▶ [Directions]:
Below are the records; copy exactly the stretch from the line containing "Would you mind annotating the red wall" through the line containing "Would you mind annotating the woman's", both ends included, and nothing else.

▶ [The input]:
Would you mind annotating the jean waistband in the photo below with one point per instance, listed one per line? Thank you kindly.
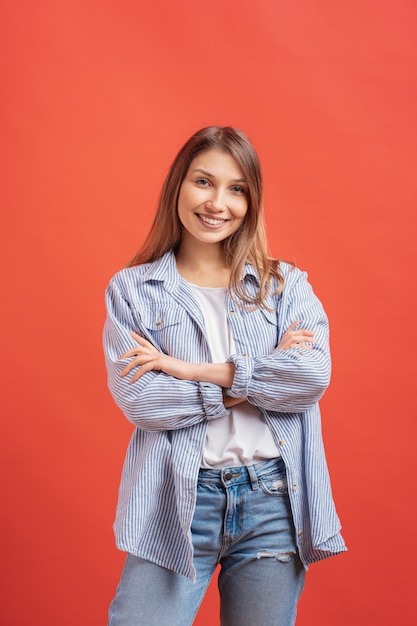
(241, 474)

...

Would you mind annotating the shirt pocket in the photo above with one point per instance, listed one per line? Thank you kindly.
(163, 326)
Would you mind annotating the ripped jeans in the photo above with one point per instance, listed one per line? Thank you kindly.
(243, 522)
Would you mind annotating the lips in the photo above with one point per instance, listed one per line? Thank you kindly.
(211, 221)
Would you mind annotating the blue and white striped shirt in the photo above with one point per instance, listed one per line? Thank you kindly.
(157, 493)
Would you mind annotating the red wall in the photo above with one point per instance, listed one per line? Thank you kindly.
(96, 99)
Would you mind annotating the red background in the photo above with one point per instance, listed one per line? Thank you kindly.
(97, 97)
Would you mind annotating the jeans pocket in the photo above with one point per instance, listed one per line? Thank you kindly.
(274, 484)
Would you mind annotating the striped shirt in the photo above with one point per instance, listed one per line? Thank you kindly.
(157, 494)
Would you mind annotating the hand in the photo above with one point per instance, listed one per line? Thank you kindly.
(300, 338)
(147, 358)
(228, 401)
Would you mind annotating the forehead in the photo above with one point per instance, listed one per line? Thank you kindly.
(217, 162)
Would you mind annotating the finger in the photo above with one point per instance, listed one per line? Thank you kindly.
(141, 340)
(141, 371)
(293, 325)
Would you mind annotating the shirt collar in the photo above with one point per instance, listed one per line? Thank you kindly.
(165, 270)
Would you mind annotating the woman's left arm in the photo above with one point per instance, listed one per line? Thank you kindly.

▶ [Final answer]:
Would you mind annotating the red wall in the photo above with one point per instance, listed one per line? Thank you kindly.
(96, 99)
Would you mind annotating the red background in the photo above with one point per instance, listed one per line? Thank you kindly.
(97, 97)
Would you mind annotating the jeans pocket in the photo above with one point per instance, listed one per line? Thank you kindly.
(274, 484)
Would you mind annotating the striped shirt in the photo above with one point per instance, listed one per line? Thank you kindly.
(157, 494)
Would you mind annotating the hand in the photo above with one point per instance, listed one per line? Thank you kindly.
(300, 338)
(147, 358)
(228, 401)
Would you mind annotating the forehead in the photo above with one point per instance, listed one per line? Thank you kindly.
(217, 162)
Would you mind annotating the finger in the photo above with one point per instance, listed one per line? Thank you kindly.
(141, 340)
(141, 371)
(293, 325)
Would you mind annotating the shirt collar in the photo above with one point per instance, listed one per line? Thank you kindly.
(165, 270)
Would you mind annotating the woman's left arm in the photo above with one point per instance, listed one per line? Thank you kindly.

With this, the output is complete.